Provided records:
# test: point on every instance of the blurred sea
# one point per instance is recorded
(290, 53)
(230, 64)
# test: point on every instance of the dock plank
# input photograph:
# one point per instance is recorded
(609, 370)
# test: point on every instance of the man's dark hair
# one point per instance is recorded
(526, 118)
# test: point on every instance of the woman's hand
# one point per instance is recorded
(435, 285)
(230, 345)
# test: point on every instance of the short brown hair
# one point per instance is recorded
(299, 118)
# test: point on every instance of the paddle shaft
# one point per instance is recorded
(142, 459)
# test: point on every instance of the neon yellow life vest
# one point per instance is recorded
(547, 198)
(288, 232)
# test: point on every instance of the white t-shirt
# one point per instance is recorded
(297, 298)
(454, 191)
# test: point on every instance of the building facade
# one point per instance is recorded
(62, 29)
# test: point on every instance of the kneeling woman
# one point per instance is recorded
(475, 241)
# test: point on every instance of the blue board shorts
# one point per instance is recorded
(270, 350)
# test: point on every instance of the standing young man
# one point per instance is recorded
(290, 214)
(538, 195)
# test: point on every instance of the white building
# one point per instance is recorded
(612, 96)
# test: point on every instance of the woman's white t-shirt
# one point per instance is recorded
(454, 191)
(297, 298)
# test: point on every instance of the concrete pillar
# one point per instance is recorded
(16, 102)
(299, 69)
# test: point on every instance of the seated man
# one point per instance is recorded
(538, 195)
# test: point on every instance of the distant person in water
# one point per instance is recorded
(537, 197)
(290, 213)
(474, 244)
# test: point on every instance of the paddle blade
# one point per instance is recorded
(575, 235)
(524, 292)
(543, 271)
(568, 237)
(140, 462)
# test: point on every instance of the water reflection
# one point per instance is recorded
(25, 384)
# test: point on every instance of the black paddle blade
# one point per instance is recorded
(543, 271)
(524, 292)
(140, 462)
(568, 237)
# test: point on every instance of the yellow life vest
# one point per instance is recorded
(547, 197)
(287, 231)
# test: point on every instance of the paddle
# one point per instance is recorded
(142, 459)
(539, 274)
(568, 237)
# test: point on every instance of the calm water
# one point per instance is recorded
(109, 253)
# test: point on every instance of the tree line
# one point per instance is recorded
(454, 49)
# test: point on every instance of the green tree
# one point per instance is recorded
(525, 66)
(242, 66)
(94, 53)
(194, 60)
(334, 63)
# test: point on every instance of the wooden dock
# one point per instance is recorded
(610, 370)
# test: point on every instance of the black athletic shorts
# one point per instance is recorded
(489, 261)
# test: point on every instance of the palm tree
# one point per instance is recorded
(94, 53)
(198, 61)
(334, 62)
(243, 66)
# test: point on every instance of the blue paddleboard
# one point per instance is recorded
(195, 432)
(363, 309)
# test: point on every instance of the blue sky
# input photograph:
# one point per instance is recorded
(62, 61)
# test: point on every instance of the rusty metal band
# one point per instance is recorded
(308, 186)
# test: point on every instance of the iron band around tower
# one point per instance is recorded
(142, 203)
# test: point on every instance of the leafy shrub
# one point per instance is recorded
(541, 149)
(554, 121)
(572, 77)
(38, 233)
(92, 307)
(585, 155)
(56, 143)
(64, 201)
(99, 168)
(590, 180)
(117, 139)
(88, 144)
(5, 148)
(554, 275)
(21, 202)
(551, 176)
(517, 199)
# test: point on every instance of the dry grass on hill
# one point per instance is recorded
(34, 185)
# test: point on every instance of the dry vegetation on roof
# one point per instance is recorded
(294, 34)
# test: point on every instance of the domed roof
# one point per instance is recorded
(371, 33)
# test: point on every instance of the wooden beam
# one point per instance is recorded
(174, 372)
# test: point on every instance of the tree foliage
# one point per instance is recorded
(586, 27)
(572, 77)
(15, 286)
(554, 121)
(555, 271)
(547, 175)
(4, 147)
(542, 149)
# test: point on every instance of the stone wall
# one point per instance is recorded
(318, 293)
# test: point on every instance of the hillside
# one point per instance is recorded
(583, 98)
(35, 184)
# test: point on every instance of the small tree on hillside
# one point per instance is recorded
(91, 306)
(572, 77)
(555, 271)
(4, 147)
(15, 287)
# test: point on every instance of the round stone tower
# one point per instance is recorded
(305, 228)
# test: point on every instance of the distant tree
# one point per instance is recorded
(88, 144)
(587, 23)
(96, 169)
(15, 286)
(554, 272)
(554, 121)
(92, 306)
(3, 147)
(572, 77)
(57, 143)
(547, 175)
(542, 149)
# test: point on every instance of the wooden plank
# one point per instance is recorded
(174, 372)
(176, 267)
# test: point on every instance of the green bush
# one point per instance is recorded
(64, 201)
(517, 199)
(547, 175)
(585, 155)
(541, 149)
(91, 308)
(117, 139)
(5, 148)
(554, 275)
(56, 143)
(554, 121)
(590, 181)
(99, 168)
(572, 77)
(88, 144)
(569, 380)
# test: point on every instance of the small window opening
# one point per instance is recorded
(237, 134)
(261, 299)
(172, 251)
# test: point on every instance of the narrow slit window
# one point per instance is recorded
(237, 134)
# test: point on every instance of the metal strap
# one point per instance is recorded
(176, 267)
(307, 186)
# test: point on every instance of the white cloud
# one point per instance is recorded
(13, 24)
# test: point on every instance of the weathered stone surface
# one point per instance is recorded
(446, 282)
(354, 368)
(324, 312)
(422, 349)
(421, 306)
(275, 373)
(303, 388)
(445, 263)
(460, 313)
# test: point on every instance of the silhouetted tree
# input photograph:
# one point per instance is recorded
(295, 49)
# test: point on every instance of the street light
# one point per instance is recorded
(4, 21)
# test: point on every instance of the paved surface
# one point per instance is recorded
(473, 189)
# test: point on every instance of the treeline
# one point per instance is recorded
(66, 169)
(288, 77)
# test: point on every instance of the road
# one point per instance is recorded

Task to carry out: Your answer should be the listing itself, repeated exactly.

Response to this task:
# test: point on every instance of the blurred sea
# one point per instance is recorded
(290, 53)
(230, 64)
# test: point on every instance of the dock plank
# input photograph:
# one point per instance is recorded
(609, 370)
# test: point on every instance of the man's dark hair
# one point per instance is recorded
(526, 118)
# test: point on every instance of the woman's hand
# one point per instance is recorded
(435, 285)
(230, 345)
# test: point on every instance of the short brown hair
# one point per instance is recorded
(299, 118)
# test: point on every instance of the paddle shaft
# one point per instance is recorded
(142, 459)
# test: point on every instance of the neon yellow life vest
# one point per instance is recorded
(547, 198)
(288, 232)
# test: point on every instance of the white t-shirt
# one point per instance is recorded
(297, 298)
(454, 191)
# test: point on every instance of the building facade
# one point per instance is recorded
(62, 29)
# test: point on every instance of the kneeling woman
# one point per instance is recorded
(475, 241)
# test: point on every instance of the blue board shorts
# one point per instance is recorded
(270, 350)
# test: point on every instance of the standing young man
# one point per instance is recorded
(290, 214)
(538, 195)
# test: point on every instance of the white building
# one point per instance is recorded
(612, 96)
# test: point on every instance of the woman's white t-shirt
# one point per instance is recorded
(454, 191)
(297, 298)
# test: point on every instance of the concrete pillar
# one point per instance is recorded
(16, 102)
(299, 69)
# test: point on every instance of the seated man
# one point per instance is recorded
(538, 195)
# test: point on every instance of the distant person in water
# one point per instance is recorded
(537, 197)
(290, 213)
(474, 244)
# test: point on every instance of the paddle blade
# one point per instance is recorded
(575, 235)
(524, 292)
(543, 271)
(568, 237)
(140, 462)
# test: point on every instance of the water reflection
# one point per instance is recorded
(25, 384)
# test: point on every instance of the black paddle blade
# one point per instance is recorded
(543, 271)
(524, 292)
(140, 462)
(568, 237)
# test: point on every instance of the yellow life vest
# one point per instance is recorded
(547, 197)
(287, 231)
# test: point on every instance of the paddle
# one point per instance is recorded
(142, 459)
(539, 274)
(568, 237)
# test: point on every instance of the calm water
# one point per instance is recorded
(109, 253)
# test: point on every instance of the tree line
# one point per instance is recorded
(454, 49)
# test: point on every instance of the green tree
# one point per instance is recorded
(525, 66)
(242, 66)
(94, 53)
(194, 60)
(334, 63)
# test: point on every instance of the wooden dock
# one point per instance is recorded
(610, 370)
# test: point on every instance of the black athletic shorts
# one point per instance is recorded
(489, 261)
# test: point on every instance of the palm tree
# one point per instance is recorded
(94, 53)
(198, 61)
(334, 62)
(243, 66)
# test: point on every instance of the blue paddleboard
# one point per instance is recorded
(195, 432)
(363, 309)
# test: point on every instance of the blue sky
# input photograph:
# one point per instance is recorded
(62, 61)
# test: point on every instance of the rusty metal band
# one point per instance is recorded
(308, 186)
# test: point on every instance of the iron band around tower
# one point per instance is recorded
(142, 203)
# test: point on every instance of the leafy shrub
# one point per instance is recorded
(541, 149)
(554, 121)
(572, 77)
(38, 233)
(92, 307)
(585, 155)
(56, 143)
(64, 201)
(99, 168)
(590, 180)
(117, 139)
(88, 144)
(5, 148)
(554, 275)
(21, 202)
(551, 176)
(517, 199)
# test: point on every instance of the dry grass on hill
# one point per instance is recorded
(34, 185)
# test: point on every instance of the dry vegetation on roof
# one point per instance is recorded
(294, 34)
# test: point on every instance of the domed roof
# one point per instance is recorded
(371, 33)
# test: point on every instance of the wooden beam
# one point per instance is recorded
(174, 372)
# test: point on every instance of the tree foliage
# one point per instance is recorded
(586, 27)
(572, 77)
(15, 286)
(554, 121)
(555, 271)
(547, 175)
(4, 147)
(542, 149)
# test: point on every instance of the stone wall
# one point per instance is recorded
(318, 293)
# test: point on every instance of the hillside
# one point per instance is recorded
(583, 98)
(35, 184)
# test: point on every instance of the small tree on hillside
# one point per instance is recorded
(91, 306)
(572, 77)
(555, 271)
(4, 147)
(15, 287)
# test: point on every instance of the round stone tower
# one point per instance is recorded
(305, 228)
# test: point on every instance of the distant tree
# one point per instance is recorded
(88, 144)
(587, 23)
(96, 169)
(15, 286)
(554, 272)
(554, 121)
(92, 306)
(3, 147)
(572, 77)
(57, 143)
(547, 175)
(542, 149)
# test: point on every instance of the wooden plank
# one point per instance is recorded
(174, 372)
(176, 267)
# test: point on every instance of the green bush
# one point per instance is recorded
(64, 201)
(517, 199)
(547, 175)
(585, 155)
(541, 149)
(91, 308)
(117, 139)
(5, 148)
(554, 275)
(56, 143)
(554, 121)
(590, 181)
(99, 168)
(572, 77)
(88, 144)
(569, 380)
# test: point on every instance of the small window opening
# one point per instance is recorded
(237, 134)
(261, 299)
(172, 251)
# test: point on every instance of the narrow slit window
# one point per instance is recorded
(237, 134)
# test: point on every instance of the metal strap
# one point per instance is recorded
(176, 267)
(307, 186)
# test: point on every instance of the white cloud
# one point per instance is recorded
(13, 24)
# test: point on every instance of the weathered stone surface
# one point per instance is recorded
(446, 282)
(354, 368)
(324, 312)
(422, 349)
(421, 306)
(275, 373)
(303, 388)
(445, 263)
(460, 313)
# test: point on every instance of the silhouetted tree
# input photograph:
# one point per instance is recorded
(295, 49)
# test: point on every instance of the street light
# one point per instance is recorded
(4, 21)
# test: point on every instance of the paved surface
# one point per instance is recorded
(473, 189)
# test: point on every instance of the treeline
# one point per instance is recorded
(66, 169)
(288, 77)
# test: point on every instance of the road
# one point per instance is recorded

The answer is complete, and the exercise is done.